= What is required =
Locate every line in the entries below that contains the word "supplying" with the same capitalization, and copy each such line.
──────
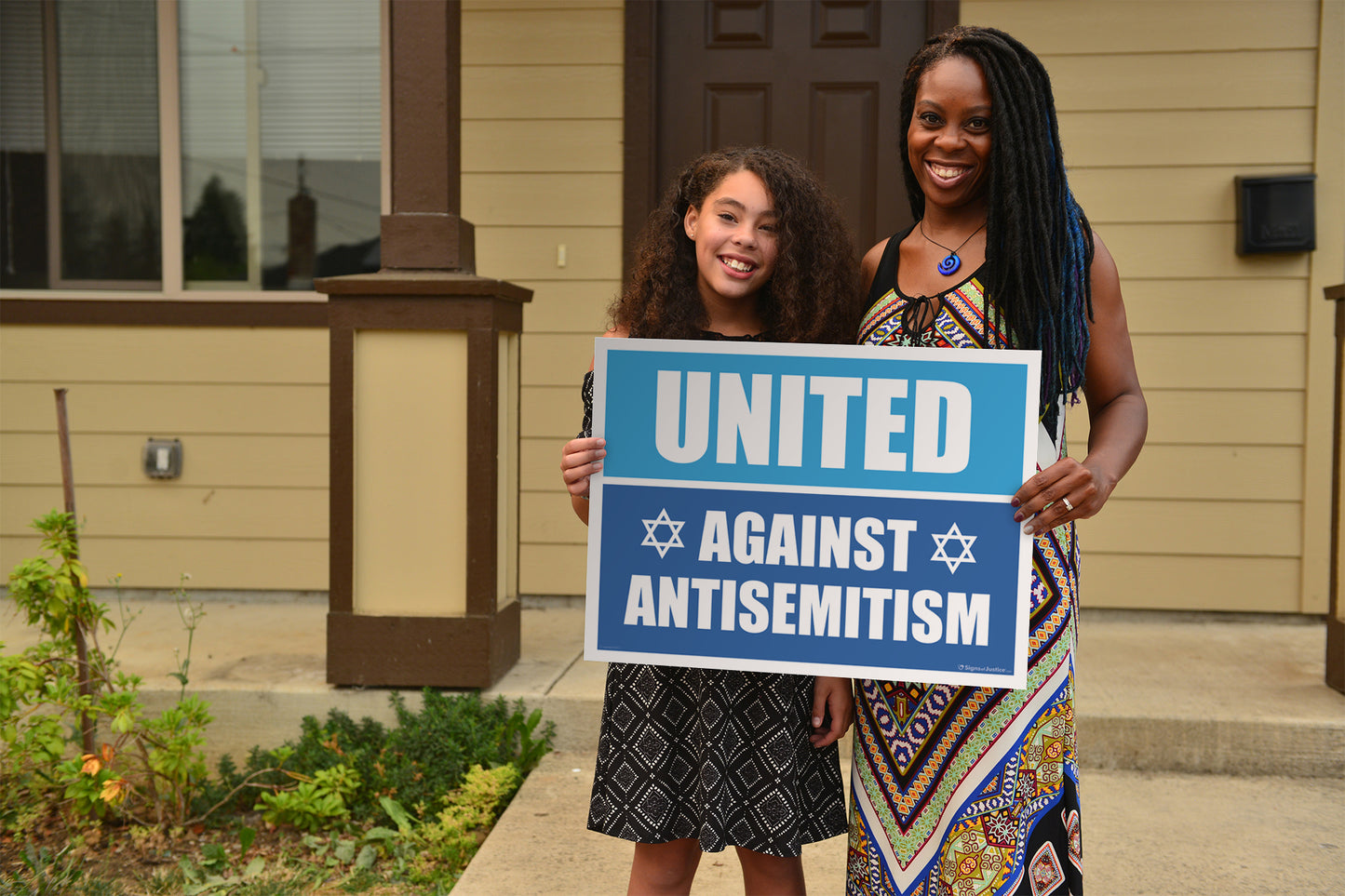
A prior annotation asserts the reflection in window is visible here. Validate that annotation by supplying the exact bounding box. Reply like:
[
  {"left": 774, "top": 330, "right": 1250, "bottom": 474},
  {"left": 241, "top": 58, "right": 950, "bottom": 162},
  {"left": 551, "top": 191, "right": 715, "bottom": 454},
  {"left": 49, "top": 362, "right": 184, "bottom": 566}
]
──────
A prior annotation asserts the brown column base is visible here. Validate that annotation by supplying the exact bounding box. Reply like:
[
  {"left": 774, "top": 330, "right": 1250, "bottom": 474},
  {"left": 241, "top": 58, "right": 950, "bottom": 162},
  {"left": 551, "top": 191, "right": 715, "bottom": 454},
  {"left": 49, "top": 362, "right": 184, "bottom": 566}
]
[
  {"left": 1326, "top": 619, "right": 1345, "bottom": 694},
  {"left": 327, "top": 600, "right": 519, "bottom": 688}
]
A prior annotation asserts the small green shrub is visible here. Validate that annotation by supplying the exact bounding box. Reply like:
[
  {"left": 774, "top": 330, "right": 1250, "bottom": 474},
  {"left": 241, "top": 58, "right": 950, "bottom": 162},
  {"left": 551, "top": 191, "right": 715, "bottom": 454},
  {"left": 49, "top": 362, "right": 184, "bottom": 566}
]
──────
= Task response =
A prior annotation asserts the reflection in window is visible here. Validate that annotation by supplying the exact bounding box. Reply like:
A prior annotation asserts the brown column base is visible here. Validate that annotation by supplying the exact bounding box. Reply like:
A prior annotation asserts the small green shrub is visible here. Validate that annotation by supplying the exact bounding box. Reply like:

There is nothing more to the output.